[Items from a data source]

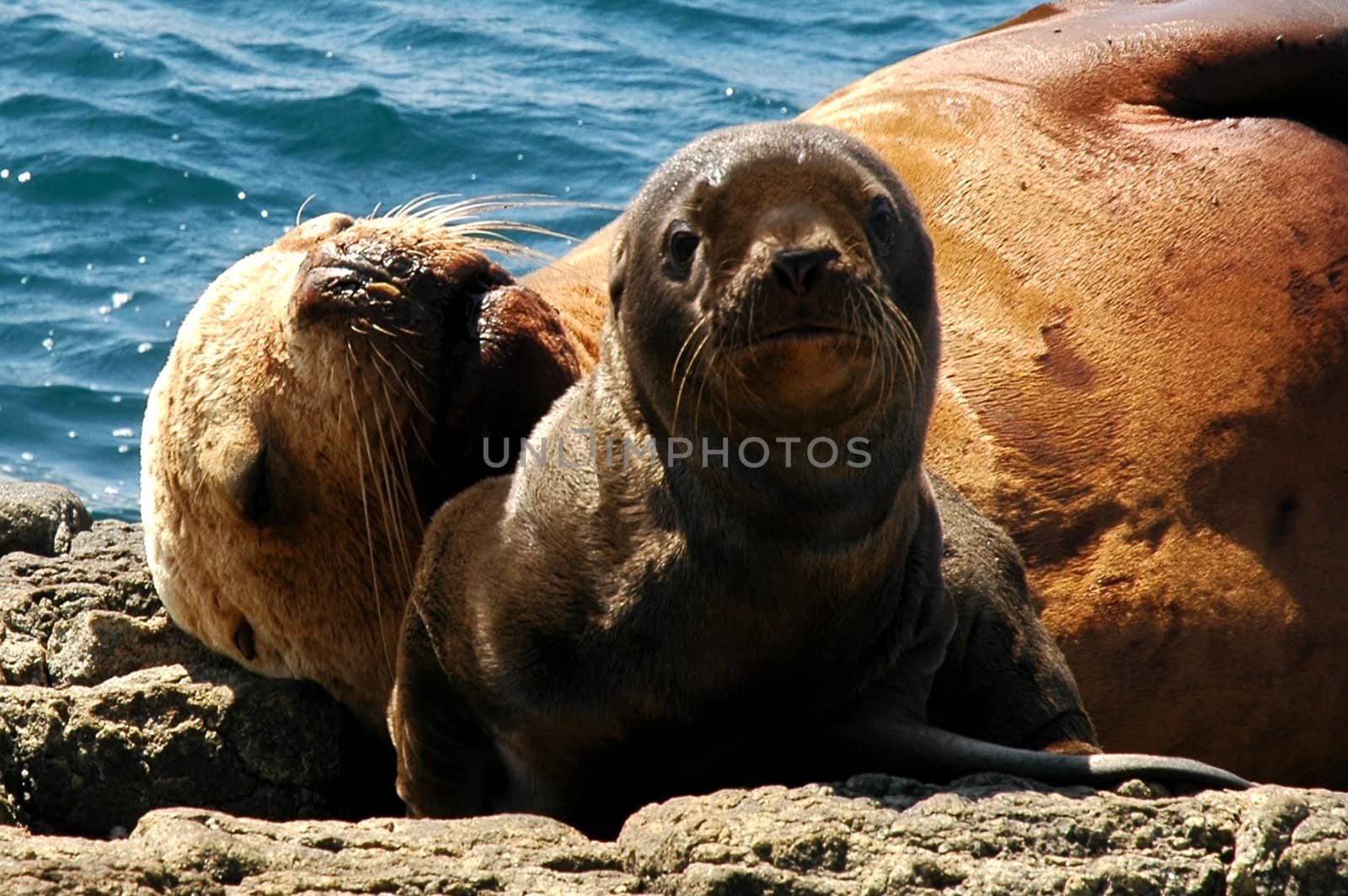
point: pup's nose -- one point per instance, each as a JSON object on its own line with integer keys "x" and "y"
{"x": 797, "y": 269}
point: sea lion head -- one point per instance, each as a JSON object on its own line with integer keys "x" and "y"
{"x": 786, "y": 267}
{"x": 323, "y": 397}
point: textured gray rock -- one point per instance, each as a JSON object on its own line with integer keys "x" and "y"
{"x": 874, "y": 835}
{"x": 110, "y": 716}
{"x": 40, "y": 518}
{"x": 108, "y": 711}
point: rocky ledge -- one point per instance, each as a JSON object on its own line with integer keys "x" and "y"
{"x": 135, "y": 761}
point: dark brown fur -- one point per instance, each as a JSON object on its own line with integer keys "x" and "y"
{"x": 586, "y": 637}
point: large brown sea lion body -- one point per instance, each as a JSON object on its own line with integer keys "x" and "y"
{"x": 323, "y": 397}
{"x": 606, "y": 628}
{"x": 1141, "y": 227}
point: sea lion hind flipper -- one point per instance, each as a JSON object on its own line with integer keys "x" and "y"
{"x": 902, "y": 747}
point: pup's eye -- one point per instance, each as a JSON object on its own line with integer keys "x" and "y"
{"x": 880, "y": 221}
{"x": 680, "y": 248}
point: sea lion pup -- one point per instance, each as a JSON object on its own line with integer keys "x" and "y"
{"x": 323, "y": 397}
{"x": 1138, "y": 212}
{"x": 757, "y": 600}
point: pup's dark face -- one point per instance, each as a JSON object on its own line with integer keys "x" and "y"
{"x": 778, "y": 280}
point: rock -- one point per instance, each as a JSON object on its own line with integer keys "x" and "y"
{"x": 40, "y": 518}
{"x": 108, "y": 711}
{"x": 114, "y": 721}
{"x": 874, "y": 835}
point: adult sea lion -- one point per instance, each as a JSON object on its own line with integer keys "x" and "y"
{"x": 1138, "y": 213}
{"x": 698, "y": 611}
{"x": 321, "y": 401}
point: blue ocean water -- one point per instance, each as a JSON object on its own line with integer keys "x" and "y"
{"x": 145, "y": 146}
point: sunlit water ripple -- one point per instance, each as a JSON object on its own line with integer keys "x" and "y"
{"x": 143, "y": 148}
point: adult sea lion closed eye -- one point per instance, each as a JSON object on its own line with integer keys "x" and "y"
{"x": 323, "y": 397}
{"x": 592, "y": 633}
{"x": 1138, "y": 212}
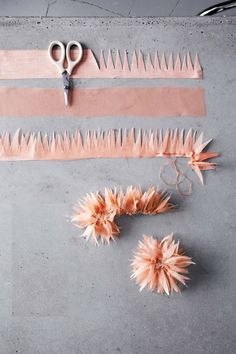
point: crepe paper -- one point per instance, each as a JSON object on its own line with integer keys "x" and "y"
{"x": 96, "y": 212}
{"x": 103, "y": 102}
{"x": 110, "y": 144}
{"x": 160, "y": 265}
{"x": 35, "y": 64}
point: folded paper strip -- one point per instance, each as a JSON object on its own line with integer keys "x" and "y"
{"x": 96, "y": 212}
{"x": 30, "y": 64}
{"x": 103, "y": 102}
{"x": 160, "y": 265}
{"x": 109, "y": 144}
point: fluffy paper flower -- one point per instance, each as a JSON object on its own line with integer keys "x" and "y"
{"x": 160, "y": 265}
{"x": 97, "y": 220}
{"x": 96, "y": 213}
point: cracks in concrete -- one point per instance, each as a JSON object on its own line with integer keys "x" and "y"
{"x": 50, "y": 3}
{"x": 98, "y": 7}
{"x": 177, "y": 3}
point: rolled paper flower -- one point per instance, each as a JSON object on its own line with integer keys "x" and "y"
{"x": 93, "y": 215}
{"x": 160, "y": 265}
{"x": 96, "y": 213}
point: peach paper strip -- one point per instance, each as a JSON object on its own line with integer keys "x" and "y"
{"x": 97, "y": 144}
{"x": 103, "y": 102}
{"x": 32, "y": 64}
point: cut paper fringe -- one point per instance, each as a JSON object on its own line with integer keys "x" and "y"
{"x": 110, "y": 144}
{"x": 30, "y": 64}
{"x": 96, "y": 212}
{"x": 160, "y": 265}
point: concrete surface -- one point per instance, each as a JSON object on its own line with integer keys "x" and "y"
{"x": 61, "y": 295}
{"x": 128, "y": 8}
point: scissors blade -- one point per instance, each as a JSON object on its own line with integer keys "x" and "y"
{"x": 66, "y": 86}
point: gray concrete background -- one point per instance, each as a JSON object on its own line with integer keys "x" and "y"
{"x": 123, "y": 8}
{"x": 61, "y": 295}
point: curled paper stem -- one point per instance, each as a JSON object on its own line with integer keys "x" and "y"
{"x": 110, "y": 144}
{"x": 96, "y": 212}
{"x": 180, "y": 177}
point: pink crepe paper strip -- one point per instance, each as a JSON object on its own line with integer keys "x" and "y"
{"x": 71, "y": 146}
{"x": 32, "y": 64}
{"x": 103, "y": 102}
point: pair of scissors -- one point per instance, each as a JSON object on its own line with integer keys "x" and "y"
{"x": 65, "y": 55}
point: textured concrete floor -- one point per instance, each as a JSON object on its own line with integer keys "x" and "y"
{"x": 106, "y": 8}
{"x": 60, "y": 295}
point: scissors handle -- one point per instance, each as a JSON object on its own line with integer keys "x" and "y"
{"x": 73, "y": 63}
{"x": 60, "y": 62}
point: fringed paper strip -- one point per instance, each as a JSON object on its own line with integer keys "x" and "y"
{"x": 29, "y": 64}
{"x": 160, "y": 265}
{"x": 110, "y": 144}
{"x": 96, "y": 212}
{"x": 103, "y": 102}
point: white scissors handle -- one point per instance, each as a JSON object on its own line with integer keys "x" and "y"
{"x": 60, "y": 62}
{"x": 73, "y": 63}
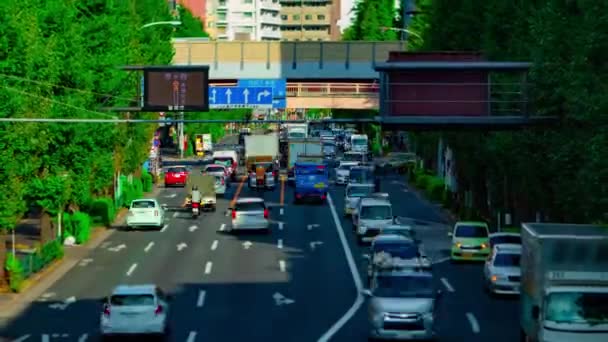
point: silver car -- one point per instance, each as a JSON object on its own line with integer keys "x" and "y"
{"x": 502, "y": 270}
{"x": 352, "y": 195}
{"x": 402, "y": 306}
{"x": 250, "y": 213}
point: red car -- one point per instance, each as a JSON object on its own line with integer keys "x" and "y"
{"x": 176, "y": 176}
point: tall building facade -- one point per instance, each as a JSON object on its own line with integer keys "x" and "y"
{"x": 244, "y": 20}
{"x": 310, "y": 20}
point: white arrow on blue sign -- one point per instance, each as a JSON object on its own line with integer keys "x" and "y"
{"x": 240, "y": 97}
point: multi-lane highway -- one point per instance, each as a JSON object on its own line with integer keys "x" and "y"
{"x": 295, "y": 284}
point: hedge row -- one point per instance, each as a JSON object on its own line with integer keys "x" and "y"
{"x": 42, "y": 257}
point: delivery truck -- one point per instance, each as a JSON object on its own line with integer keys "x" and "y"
{"x": 297, "y": 147}
{"x": 564, "y": 285}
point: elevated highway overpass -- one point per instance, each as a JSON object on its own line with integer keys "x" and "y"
{"x": 318, "y": 74}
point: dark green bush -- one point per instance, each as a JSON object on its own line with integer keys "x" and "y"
{"x": 102, "y": 210}
{"x": 15, "y": 272}
{"x": 81, "y": 223}
{"x": 147, "y": 181}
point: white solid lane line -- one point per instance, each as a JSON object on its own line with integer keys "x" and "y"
{"x": 352, "y": 265}
{"x": 208, "y": 267}
{"x": 191, "y": 336}
{"x": 473, "y": 322}
{"x": 201, "y": 298}
{"x": 131, "y": 269}
{"x": 447, "y": 285}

◆ **What is expected**
Transcribe the lines above exactly, setting aside any picture among them.

◆ **Response to this exercise**
point: pup's nose -- one point per instance, each as a JSON object on its own line with integer keys "x" and "y"
{"x": 797, "y": 269}
point: sea lion head -- one point per instance, each as a JSON object on its own line with integer keys "x" and "y"
{"x": 786, "y": 267}
{"x": 323, "y": 397}
point: textured gray rock -- one point per instance, each as a JSON object on its own line with integer keys "x" and "y"
{"x": 874, "y": 835}
{"x": 110, "y": 716}
{"x": 40, "y": 518}
{"x": 108, "y": 711}
point: rocky ledge -- one point per instance, each as a JSON object on its own line with integer keys "x" and "y"
{"x": 135, "y": 761}
point: dark brown fur -- one point per instance, each as a JSON object on its own line with integer keys "x" and "y"
{"x": 586, "y": 637}
point: large brown sea lion body -- one point per instance, each as a JSON object on its own line with integer keys "x" and "y"
{"x": 323, "y": 397}
{"x": 606, "y": 628}
{"x": 1141, "y": 227}
point: sea lion hind flipper -- one point per instance, each as a JSON object on its own line with integer keys "x" and "y"
{"x": 902, "y": 747}
point: pup's eye -- one point per instance, each as a JSON object on its own line with integer keys "x" and "y"
{"x": 880, "y": 221}
{"x": 680, "y": 248}
point: sea lion pup -- one point per instance, each as a JSON object on its own line with integer keys "x" and "y"
{"x": 323, "y": 397}
{"x": 1138, "y": 212}
{"x": 757, "y": 600}
point: pup's dark face -- one point per instance, each as a JSON object on its own line with integer keys "x" and "y"
{"x": 778, "y": 280}
point: rock -- one point per instance, each as a JSON object on its own line with integer keys "x" and "y"
{"x": 40, "y": 518}
{"x": 108, "y": 711}
{"x": 114, "y": 721}
{"x": 874, "y": 835}
point: adult sea lion -- one point per instance, each as a JSON object on its own line with integer keys "x" and "y"
{"x": 1138, "y": 213}
{"x": 698, "y": 611}
{"x": 321, "y": 401}
point: blue ocean water -- one point per instance, each as a JSON object on its own line with integer keys "x" and "y"
{"x": 145, "y": 146}
point: sunlit water ripple -- one point per instance, each as a JSON object on its own line with integer keys "x" and "y"
{"x": 143, "y": 148}
point: adult sea lion closed eye -- one point per instance, each as a JSON object on its own line with integer keys "x" and "y"
{"x": 323, "y": 397}
{"x": 592, "y": 633}
{"x": 1138, "y": 212}
point: crepe paper -- one point per instance, each as a JSON object on its own line with integer keys "x" and "y"
{"x": 96, "y": 212}
{"x": 103, "y": 102}
{"x": 110, "y": 144}
{"x": 160, "y": 265}
{"x": 35, "y": 64}
point: folded paper strip -- one point per instance, each as a JSON object on its own line with integer keys "x" and "y"
{"x": 96, "y": 212}
{"x": 30, "y": 64}
{"x": 103, "y": 102}
{"x": 160, "y": 265}
{"x": 109, "y": 144}
point: fluffy paper flower -- one point per instance, each as a JSON object on its own line with integer keys "x" and "y"
{"x": 160, "y": 265}
{"x": 97, "y": 220}
{"x": 96, "y": 213}
point: cracks in concrete -- one point per instance, each as a JSON object on its own line with integer keys "x" and "y"
{"x": 50, "y": 3}
{"x": 98, "y": 7}
{"x": 177, "y": 3}
point: rolled paper flower -- one point per instance, each as a JSON object on its own line with integer keys "x" and "y"
{"x": 93, "y": 215}
{"x": 160, "y": 265}
{"x": 96, "y": 213}
point: peach paper strip -- one point per instance, each as a JSON object on its own line with integer keys "x" and "y"
{"x": 97, "y": 144}
{"x": 103, "y": 102}
{"x": 32, "y": 64}
point: cut paper fringe -- one point per instance, each as a JSON object on its own line with integer keys "x" and "y"
{"x": 110, "y": 144}
{"x": 30, "y": 64}
{"x": 96, "y": 212}
{"x": 160, "y": 265}
point: concrete surface -- one point per instance, each as a JSON object on its own line with integer keys "x" and "y"
{"x": 61, "y": 295}
{"x": 128, "y": 8}
point: scissors blade -- one point per instance, each as a JSON object on its own line with integer keys "x" and "y"
{"x": 66, "y": 86}
point: gray concrete background -- one point per instance, each as a JSON object on its own line with integer keys "x" and "y"
{"x": 123, "y": 8}
{"x": 61, "y": 295}
point: curled paper stem -- one point per instance, each as a JSON object on its own line with integer keys "x" and "y"
{"x": 110, "y": 144}
{"x": 96, "y": 212}
{"x": 180, "y": 177}
point: pink crepe paper strip -- one point per instance, each as a JSON object on its own line with integer keys "x" and "y"
{"x": 71, "y": 146}
{"x": 32, "y": 64}
{"x": 103, "y": 102}
point: pair of scissors -- one point per instance, each as a JSON object on its own line with integer keys "x" and "y"
{"x": 65, "y": 55}
point: textured concrete floor -- one point per instance, each as a JSON object on its own line with integer keys "x" and "y"
{"x": 106, "y": 8}
{"x": 60, "y": 295}
point: scissors handle -- one point per instance, each as a JSON object on its own line with integer keys "x" and "y"
{"x": 73, "y": 63}
{"x": 60, "y": 62}
point: fringed paper strip -- one point per instance, each as a JSON object on its own line with integer keys "x" and "y"
{"x": 29, "y": 64}
{"x": 160, "y": 265}
{"x": 110, "y": 144}
{"x": 96, "y": 212}
{"x": 103, "y": 102}
point: white scissors handle -- one point per instance, each as a JSON object on its own line with integer keys "x" and "y"
{"x": 60, "y": 62}
{"x": 73, "y": 63}
point: silver car -- one point per instance, each as a JSON object on its own line with integer keys "x" and "y"
{"x": 502, "y": 270}
{"x": 352, "y": 195}
{"x": 402, "y": 306}
{"x": 250, "y": 213}
point: red car -- one point per instance, each as a JSON object on its own line with integer keys "x" and "y"
{"x": 176, "y": 176}
point: tall building facade -- one point per instance, each as a JSON object on its own line with integer keys "x" and "y"
{"x": 244, "y": 20}
{"x": 310, "y": 20}
point: white arrow on blue sign -- one point per instance, each as a JSON object on its own line with integer keys "x" and "y"
{"x": 240, "y": 97}
point: multi-lane highway -- one point per instance, each as a JSON object on its own line with integer keys "x" and "y"
{"x": 295, "y": 284}
point: hedge row -- one point per instance, each as a JSON object on its own line with integer keys "x" and "y"
{"x": 42, "y": 257}
point: delivery truck -- one point per instance, each as a JSON object on its own line with integer keys "x" and "y"
{"x": 297, "y": 147}
{"x": 564, "y": 285}
point: elevated highway overpass -- one point per instance, each as a JSON object on its own line with integer keys "x" and "y"
{"x": 318, "y": 74}
point: dark green bush -- one point per instance, each as a JSON object on its own line with integer keys "x" and "y"
{"x": 102, "y": 210}
{"x": 15, "y": 272}
{"x": 81, "y": 223}
{"x": 147, "y": 181}
point: white solid lane line -- one point per instance, each as a JSON object on its own line with integer keys "x" and "y"
{"x": 352, "y": 265}
{"x": 208, "y": 267}
{"x": 191, "y": 336}
{"x": 473, "y": 322}
{"x": 201, "y": 298}
{"x": 131, "y": 269}
{"x": 447, "y": 285}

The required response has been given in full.